## COSA FARE
Rispondi brevemente a queste domande sul messaggio del forum sul calcio:
(a) Di che cosa si occupa il giornalista citato all'inizio del messaggio?
(b) In quale parte della trasmissione di ieri si trova il suo intervento?
(c) Che cosa si prevede nel messaggio per il bilancio del 2023 della squadra di chi scrive?

## ESTRATTO DEL DOCUMENTO
Super_Lollo ha scritto:


> No no che milanista, era un giornalista che si occupa di finanza e spiegava come il mondo del calcio stia andando in un baratro senza fine ( italiano ) e nonostante i mille avvertimenti ci sono squadre che continuano ad accelerare verso il burrone.
> E' nella trasmissione di ieri, prima mezz'ora.


Lollo tu avrai anche ragione, ma guardiamo la realtà dei fatti: l'Inter (o il Barcellona se preferisci) con conti disastrosi, pieni di debiti, continuano a spendere, se non in cartellini in payroll, stipendi, commissioni ecc.
Falliranno entrambe? Assolutamente no, il sistema calcio non può permettersi che falliscono, è inutile che ci prendiamo in giro sognando che prima o poi il conto da pagare arriverà o che finiranno giù dal burrone. In qualche modo resteranno sempre vive, e nel frattempo provano a competere.
Noi siamo praticamente senza debiti, nel 2023 se non raggiungeremo il pareggio di bilancio ci andremo estremamente vicini, eppure siamo sempre bloccati e attenti al centesimo.
La frustrazione viene da questo, loro competono con regole diverse dalle nostre. A me la nostra politica va bene, anzi benissimo, sono serio. Ma è inutile parlare di come i conti di Inter/Barcellona ecc siano disastrosi, loro non hanno la nostra politica. È come sommare mele e pere, alle elementari ci hanno insegnato che non si fa. La nostra politica è virtuosa, va bene, ma ha poco senso guardare in casa d'altri perché tanto non funziona, e sembriamo davvero solo dei gufi o uccelli del malaugurio o qualcuno che cerca di giustificare la politica lacrime e sangue che abbiamo intrapreso sui costi.

## INFORMAZIONI ESTRATTE
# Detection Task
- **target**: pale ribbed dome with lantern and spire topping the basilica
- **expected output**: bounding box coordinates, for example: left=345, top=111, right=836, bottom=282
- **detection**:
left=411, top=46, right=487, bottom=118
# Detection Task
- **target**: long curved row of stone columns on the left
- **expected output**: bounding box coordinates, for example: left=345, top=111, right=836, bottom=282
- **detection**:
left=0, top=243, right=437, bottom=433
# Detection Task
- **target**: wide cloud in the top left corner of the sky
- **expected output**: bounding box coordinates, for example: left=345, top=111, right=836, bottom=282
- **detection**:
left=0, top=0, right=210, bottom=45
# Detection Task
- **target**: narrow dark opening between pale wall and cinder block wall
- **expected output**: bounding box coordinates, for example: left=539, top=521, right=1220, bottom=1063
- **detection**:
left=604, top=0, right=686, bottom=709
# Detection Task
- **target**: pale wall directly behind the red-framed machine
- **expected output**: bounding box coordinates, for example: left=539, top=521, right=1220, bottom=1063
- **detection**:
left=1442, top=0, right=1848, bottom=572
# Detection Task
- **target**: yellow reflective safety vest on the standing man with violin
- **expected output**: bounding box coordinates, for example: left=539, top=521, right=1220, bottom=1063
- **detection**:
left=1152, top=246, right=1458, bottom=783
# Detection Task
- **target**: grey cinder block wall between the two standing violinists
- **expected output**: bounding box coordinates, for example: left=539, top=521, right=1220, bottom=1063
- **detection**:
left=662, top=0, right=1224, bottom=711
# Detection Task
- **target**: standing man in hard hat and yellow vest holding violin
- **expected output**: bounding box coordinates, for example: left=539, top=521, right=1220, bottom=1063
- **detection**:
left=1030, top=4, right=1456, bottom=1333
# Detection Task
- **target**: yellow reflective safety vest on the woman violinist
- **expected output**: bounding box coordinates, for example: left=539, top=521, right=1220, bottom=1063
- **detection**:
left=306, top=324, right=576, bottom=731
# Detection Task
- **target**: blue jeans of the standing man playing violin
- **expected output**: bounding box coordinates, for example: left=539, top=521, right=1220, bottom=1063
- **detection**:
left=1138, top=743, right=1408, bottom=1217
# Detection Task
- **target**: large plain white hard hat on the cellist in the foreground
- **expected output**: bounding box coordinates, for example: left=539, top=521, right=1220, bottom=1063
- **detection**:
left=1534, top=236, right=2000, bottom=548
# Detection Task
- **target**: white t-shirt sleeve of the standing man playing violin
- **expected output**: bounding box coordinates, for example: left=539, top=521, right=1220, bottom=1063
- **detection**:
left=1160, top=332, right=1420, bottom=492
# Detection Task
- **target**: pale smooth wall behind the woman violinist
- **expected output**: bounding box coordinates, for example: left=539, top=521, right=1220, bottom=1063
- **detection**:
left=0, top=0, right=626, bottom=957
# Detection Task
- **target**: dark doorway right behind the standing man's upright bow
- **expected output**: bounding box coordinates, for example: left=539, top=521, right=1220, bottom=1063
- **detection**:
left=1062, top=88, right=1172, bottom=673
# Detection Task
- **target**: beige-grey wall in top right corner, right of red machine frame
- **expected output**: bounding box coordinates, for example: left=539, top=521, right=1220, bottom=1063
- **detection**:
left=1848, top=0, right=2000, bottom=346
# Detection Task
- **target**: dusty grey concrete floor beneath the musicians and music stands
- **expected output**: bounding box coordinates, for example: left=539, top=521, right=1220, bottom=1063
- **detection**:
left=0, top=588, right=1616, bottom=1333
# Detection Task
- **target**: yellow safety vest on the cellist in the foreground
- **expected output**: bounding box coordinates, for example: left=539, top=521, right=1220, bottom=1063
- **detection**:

## RISULTATO QUI SOTTO
(a) Di finanza.
(b) Nella prima mezz'ora.
(c) Il pareggio di bilancio, o comunque un risultato estremamente vicino.